> Your task:
Give these lines as a Markdown table with two columns, Row and Line: number each line in Row and put its text in Line, omitting blank lines.

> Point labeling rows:
★ ★ ★ ★ ★ ★ ★
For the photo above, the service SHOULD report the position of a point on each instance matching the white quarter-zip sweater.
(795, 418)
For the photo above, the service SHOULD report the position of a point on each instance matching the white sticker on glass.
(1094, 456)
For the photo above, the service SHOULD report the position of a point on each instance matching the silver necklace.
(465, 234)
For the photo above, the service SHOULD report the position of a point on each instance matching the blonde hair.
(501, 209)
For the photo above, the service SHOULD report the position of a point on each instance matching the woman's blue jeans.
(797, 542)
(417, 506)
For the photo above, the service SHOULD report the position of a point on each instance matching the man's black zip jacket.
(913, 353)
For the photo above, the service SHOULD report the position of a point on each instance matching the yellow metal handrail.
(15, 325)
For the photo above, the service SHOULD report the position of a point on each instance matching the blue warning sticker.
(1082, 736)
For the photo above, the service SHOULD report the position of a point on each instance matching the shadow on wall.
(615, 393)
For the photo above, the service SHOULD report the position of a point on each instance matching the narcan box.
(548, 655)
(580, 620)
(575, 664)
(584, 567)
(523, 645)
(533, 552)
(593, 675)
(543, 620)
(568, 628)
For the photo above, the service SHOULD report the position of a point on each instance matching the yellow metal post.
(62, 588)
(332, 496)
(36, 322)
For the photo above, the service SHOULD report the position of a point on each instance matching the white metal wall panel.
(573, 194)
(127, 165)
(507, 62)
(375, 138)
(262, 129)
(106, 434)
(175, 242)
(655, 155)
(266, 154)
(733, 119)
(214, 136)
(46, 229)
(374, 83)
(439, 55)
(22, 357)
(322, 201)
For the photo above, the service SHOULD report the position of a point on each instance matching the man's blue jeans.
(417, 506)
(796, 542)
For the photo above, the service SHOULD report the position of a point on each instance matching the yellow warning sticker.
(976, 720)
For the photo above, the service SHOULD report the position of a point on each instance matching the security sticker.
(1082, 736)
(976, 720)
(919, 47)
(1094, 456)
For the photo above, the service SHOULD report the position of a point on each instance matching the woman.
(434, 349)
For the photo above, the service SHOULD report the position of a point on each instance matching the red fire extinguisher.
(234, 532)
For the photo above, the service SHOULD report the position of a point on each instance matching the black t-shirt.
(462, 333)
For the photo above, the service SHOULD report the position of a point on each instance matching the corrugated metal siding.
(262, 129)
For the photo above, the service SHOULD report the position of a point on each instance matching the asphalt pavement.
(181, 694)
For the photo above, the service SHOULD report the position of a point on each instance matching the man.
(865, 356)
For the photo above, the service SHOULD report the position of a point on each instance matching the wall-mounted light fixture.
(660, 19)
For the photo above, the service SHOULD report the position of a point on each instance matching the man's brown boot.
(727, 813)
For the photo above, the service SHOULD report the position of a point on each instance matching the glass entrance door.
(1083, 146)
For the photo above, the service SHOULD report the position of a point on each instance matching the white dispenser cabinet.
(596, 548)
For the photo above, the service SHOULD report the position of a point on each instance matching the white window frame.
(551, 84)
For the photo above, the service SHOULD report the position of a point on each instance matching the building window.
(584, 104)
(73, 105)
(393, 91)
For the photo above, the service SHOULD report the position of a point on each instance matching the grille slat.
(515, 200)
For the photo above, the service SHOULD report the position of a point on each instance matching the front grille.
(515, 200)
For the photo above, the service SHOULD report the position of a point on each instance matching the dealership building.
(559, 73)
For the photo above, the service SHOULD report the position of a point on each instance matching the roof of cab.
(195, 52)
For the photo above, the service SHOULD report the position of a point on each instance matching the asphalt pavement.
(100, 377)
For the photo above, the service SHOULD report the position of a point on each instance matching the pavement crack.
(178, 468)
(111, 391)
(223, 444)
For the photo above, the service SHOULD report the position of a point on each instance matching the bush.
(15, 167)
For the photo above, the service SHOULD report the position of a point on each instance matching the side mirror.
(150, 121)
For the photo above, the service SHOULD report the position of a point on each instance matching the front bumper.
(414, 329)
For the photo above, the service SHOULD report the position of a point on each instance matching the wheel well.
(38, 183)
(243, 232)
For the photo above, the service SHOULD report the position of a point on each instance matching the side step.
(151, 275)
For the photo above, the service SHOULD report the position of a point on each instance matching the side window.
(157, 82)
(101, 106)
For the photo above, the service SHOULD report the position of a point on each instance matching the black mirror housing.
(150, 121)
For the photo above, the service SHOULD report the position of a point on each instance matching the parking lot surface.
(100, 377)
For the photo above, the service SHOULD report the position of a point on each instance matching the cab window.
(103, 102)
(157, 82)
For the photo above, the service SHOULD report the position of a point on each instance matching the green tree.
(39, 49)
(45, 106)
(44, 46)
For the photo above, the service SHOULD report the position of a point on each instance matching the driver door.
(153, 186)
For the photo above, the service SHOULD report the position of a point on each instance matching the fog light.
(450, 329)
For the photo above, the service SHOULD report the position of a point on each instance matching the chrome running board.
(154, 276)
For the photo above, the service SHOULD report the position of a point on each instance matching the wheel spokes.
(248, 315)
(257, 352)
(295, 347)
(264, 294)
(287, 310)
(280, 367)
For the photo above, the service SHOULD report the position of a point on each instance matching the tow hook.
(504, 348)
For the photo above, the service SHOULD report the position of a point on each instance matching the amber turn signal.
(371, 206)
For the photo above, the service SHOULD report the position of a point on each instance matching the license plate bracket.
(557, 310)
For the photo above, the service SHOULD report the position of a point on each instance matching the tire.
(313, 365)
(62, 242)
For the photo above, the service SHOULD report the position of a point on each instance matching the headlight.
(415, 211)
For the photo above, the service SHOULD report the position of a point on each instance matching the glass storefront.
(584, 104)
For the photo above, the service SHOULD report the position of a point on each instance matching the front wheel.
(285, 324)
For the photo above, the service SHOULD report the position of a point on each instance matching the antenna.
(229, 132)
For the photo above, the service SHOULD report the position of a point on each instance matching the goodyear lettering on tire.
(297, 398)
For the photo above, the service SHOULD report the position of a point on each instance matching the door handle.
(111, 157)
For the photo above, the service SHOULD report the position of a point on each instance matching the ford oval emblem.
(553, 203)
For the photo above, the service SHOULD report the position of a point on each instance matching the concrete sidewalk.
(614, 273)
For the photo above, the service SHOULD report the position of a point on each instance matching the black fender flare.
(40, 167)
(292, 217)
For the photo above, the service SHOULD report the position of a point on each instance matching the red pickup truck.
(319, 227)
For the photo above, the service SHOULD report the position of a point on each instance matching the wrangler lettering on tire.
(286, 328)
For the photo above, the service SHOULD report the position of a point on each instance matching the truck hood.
★ ★ ★ ★ ★ ★ ★
> Reply to the task:
| Row | Line |
|---|---|
| 1 | For the photo above, the service SHOULD report the position of a point on each instance matching the white quarter-zip sweater. |
| 2 | (795, 418) |
| 3 | For the photo above, the service SHOULD report the position of a point on each instance matching the white sticker on glass. |
| 4 | (1094, 456) |
| 5 | For the photo above, the service SHOULD report the position of a point on each instance matching the silver necklace. |
| 6 | (465, 234) |
| 7 | For the photo above, the service SHOULD report the position of a point on each instance matching the blonde hair. |
| 8 | (501, 209) |
| 9 | For the photo above, the service SHOULD report the position of a point on each instance matching the woman's blue jeans. |
| 10 | (797, 542) |
| 11 | (417, 506) |
| 12 | For the photo above, the service SHOULD report the position of a point on each instance matching the man's black zip jacket. |
| 13 | (913, 353) |
| 14 | For the photo above, the service SHOULD report the position of a point on each instance matching the yellow metal handrail. |
| 15 | (15, 325) |
| 16 | For the photo above, the service SHOULD report the position of a point on each instance matching the blue warning sticker. |
| 17 | (1082, 736) |
| 18 | For the photo above, the service SHOULD report the position of a point on each instance matching the shadow on wall. |
| 19 | (615, 393) |
| 20 | For the photo above, the service SHOULD report the position of a point on each instance matching the narcan box. |
| 21 | (548, 655) |
| 22 | (580, 620) |
| 23 | (575, 664) |
| 24 | (584, 567) |
| 25 | (523, 645) |
| 26 | (533, 552) |
| 27 | (593, 675) |
| 28 | (543, 620) |
| 29 | (568, 628) |
| 30 | For the photo above, the service SHOULD report the position of a point on each instance matching the yellow metal post. |
| 31 | (62, 588) |
| 32 | (332, 496) |
| 33 | (36, 322) |
| 34 | For the photo above, the service SHOULD report the position of a point on each instance matching the white metal wall panel. |
| 35 | (573, 194) |
| 36 | (127, 165) |
| 37 | (507, 62) |
| 38 | (375, 138) |
| 39 | (262, 129) |
| 40 | (106, 434) |
| 41 | (175, 242) |
| 42 | (655, 155) |
| 43 | (266, 154) |
| 44 | (733, 119) |
| 45 | (214, 136) |
| 46 | (46, 229) |
| 47 | (374, 83) |
| 48 | (439, 55) |
| 49 | (22, 357) |
| 50 | (322, 201) |
| 51 | For the photo above, the service SHOULD report the position of a point on each instance matching the man's blue jeans. |
| 52 | (417, 506) |
| 53 | (796, 542) |
| 54 | For the photo above, the service SHOULD report the position of a point on each instance matching the yellow warning sticker. |
| 55 | (976, 720) |
| 56 | For the photo above, the service SHOULD report the position of a point on each instance matching the security sticker. |
| 57 | (1082, 736) |
| 58 | (976, 720) |
| 59 | (919, 47) |
| 60 | (1094, 456) |
| 61 | For the photo above, the service SHOULD report the position of a point on each instance matching the woman. |
| 62 | (434, 349) |
| 63 | For the photo above, the service SHOULD report the position of a point on each instance matching the red fire extinguisher. |
| 64 | (234, 532) |
| 65 | For the photo above, the service SHOULD report the position of a point on each instance matching the black t-shirt. |
| 66 | (462, 333) |
| 67 | For the photo above, the service SHOULD report the position of a point on each instance matching the corrugated metal siding. |
| 68 | (262, 129) |
| 69 | For the photo above, the service SHOULD report the position of a point on each instance matching the asphalt pavement. |
| 70 | (181, 694) |
| 71 | For the photo above, the service SHOULD report the position of a point on each instance matching the man. |
| 72 | (865, 356) |
| 73 | For the photo above, the service SHOULD report the position of a point on each instance matching the wall-mounted light fixture. |
| 74 | (660, 19) |
| 75 | For the photo above, the service SHOULD report the position of a point on each instance matching the man's brown boot. |
| 76 | (727, 813) |
| 77 | For the photo above, the service SHOULD report the position of a point on each instance matching the glass entrance door. |
| 78 | (1083, 146) |
| 79 | For the photo above, the service SHOULD report the position of a point on each instance matching the white dispenser cabinet. |
| 80 | (596, 548) |
| 81 | For the photo above, the service SHOULD report the position of a point on each instance matching the white window frame. |
| 82 | (551, 84) |
| 83 | For the photo above, the service SHOULD report the position of a point on each instance matching the building window. |
| 84 | (584, 104) |
| 85 | (73, 105) |
| 86 | (393, 91) |
| 87 | For the photo above, the service SHOULD report the position of a point on each instance matching the grille slat. |
| 88 | (515, 200) |
| 89 | For the photo above, the service SHOULD report the position of a point on each instance matching the front grille. |
| 90 | (515, 200) |
| 91 | For the photo above, the service SHOULD report the position of a point on each instance matching the dealership building. |
| 92 | (559, 73) |
| 93 | For the photo above, the service SHOULD report the position of a point on each instance matching the roof of cab. |
| 94 | (195, 52) |
| 95 | For the photo above, the service SHOULD report the position of a point on each instance matching the asphalt pavement. |
| 96 | (100, 377) |
| 97 | For the photo above, the service SHOULD report the position of a point on each instance matching the pavement crack. |
| 98 | (178, 468) |
| 99 | (111, 391) |
| 100 | (223, 444) |
| 101 | For the photo above, the service SHOULD report the position of a point on each instance matching the bush. |
| 102 | (15, 167) |
| 103 | For the photo above, the service SHOULD report the position of a point on each instance matching the side mirror. |
| 104 | (150, 121) |
| 105 | For the photo above, the service SHOULD report the position of a point on each instance matching the front bumper. |
| 106 | (414, 329) |
| 107 | For the photo above, the service SHOULD report the position of a point on each instance matching the wheel well. |
| 108 | (38, 183) |
| 109 | (243, 232) |
| 110 | For the photo above, the service SHOULD report the position of a point on each instance matching the side step. |
| 111 | (151, 275) |
| 112 | For the photo above, the service SHOULD report the position of a point on each instance matching the side window. |
| 113 | (157, 82) |
| 114 | (101, 106) |
| 115 | For the photo above, the service SHOULD report the position of a point on each instance matching the black mirror housing. |
| 116 | (150, 121) |
| 117 | For the photo above, the service SHOULD report the position of a point on each instance matching the parking lot surface. |
| 118 | (100, 377) |
| 119 | For the photo above, the service SHOULD report the position of a point on each instance matching the cab window. |
| 120 | (103, 102) |
| 121 | (157, 82) |
| 122 | For the photo above, the service SHOULD report the position of a point on each instance matching the green tree. |
| 123 | (39, 49) |
| 124 | (45, 106) |
| 125 | (44, 46) |
| 126 | For the photo above, the service SHOULD report the position of a point on each instance matching the driver door. |
| 127 | (153, 186) |
| 128 | For the photo above, the service SHOULD report the position of a point on each instance matching the fog light. |
| 129 | (450, 329) |
| 130 | For the photo above, the service SHOULD report the position of a point on each instance matching the chrome running board. |
| 131 | (154, 276) |
| 132 | For the photo above, the service SHOULD report the position of a point on each instance matching the wheel spokes. |
| 133 | (248, 315) |
| 134 | (257, 352) |
| 135 | (295, 347) |
| 136 | (264, 294) |
| 137 | (287, 310) |
| 138 | (280, 367) |
| 139 | For the photo above, the service SHOULD report the position of a point on each instance matching the tow hook. |
| 140 | (504, 348) |
| 141 | For the photo above, the service SHOULD report the position of a point on each instance matching the amber turn signal. |
| 142 | (371, 206) |
| 143 | For the photo above, the service SHOULD report the position of a point on each instance matching the license plate bracket. |
| 144 | (557, 310) |
| 145 | For the photo above, the service SHOULD report the position of a point on each instance matching the tire. |
| 146 | (313, 365) |
| 147 | (62, 242) |
| 148 | For the photo above, the service SHOULD report the position of a point on each instance matching the headlight. |
| 149 | (415, 211) |
| 150 | For the photo above, the service SHOULD report the position of a point on each instance matching the glass storefront. |
| 151 | (584, 104) |
| 152 | For the photo above, the service SHOULD report the position of a point on each instance matching the front wheel. |
| 153 | (285, 324) |
| 154 | For the photo above, the service SHOULD report the position of a point on each instance matching the antenna. |
| 155 | (229, 132) |
| 156 | For the photo above, the service SHOULD report the position of a point on each instance matching the goodyear lettering on tire. |
| 157 | (297, 398) |
| 158 | For the photo above, the service SHOULD report the position of a point on each instance matching the door handle. |
| 159 | (111, 157) |
| 160 | For the photo above, the service SHOULD report the position of a point on each instance matching the ford oval emblem. |
| 161 | (553, 203) |
| 162 | For the photo above, the service SHOULD report the position of a point on each instance matching the concrete sidewalk. |
| 163 | (614, 273) |
| 164 | For the photo above, the service SHOULD report the position of a point on each instance matching the black fender flare. |
| 165 | (40, 167) |
| 166 | (292, 217) |
| 167 | For the photo above, the service SHOULD report the position of a point on each instance matching the red pickup truck. |
| 168 | (319, 227) |
| 169 | For the photo above, the service SHOULD report the position of a point on each instance matching the wrangler lettering on tire. |
| 170 | (286, 328) |
| 171 | For the photo above, the service SHOULD report the position of a point on each instance matching the truck hood. |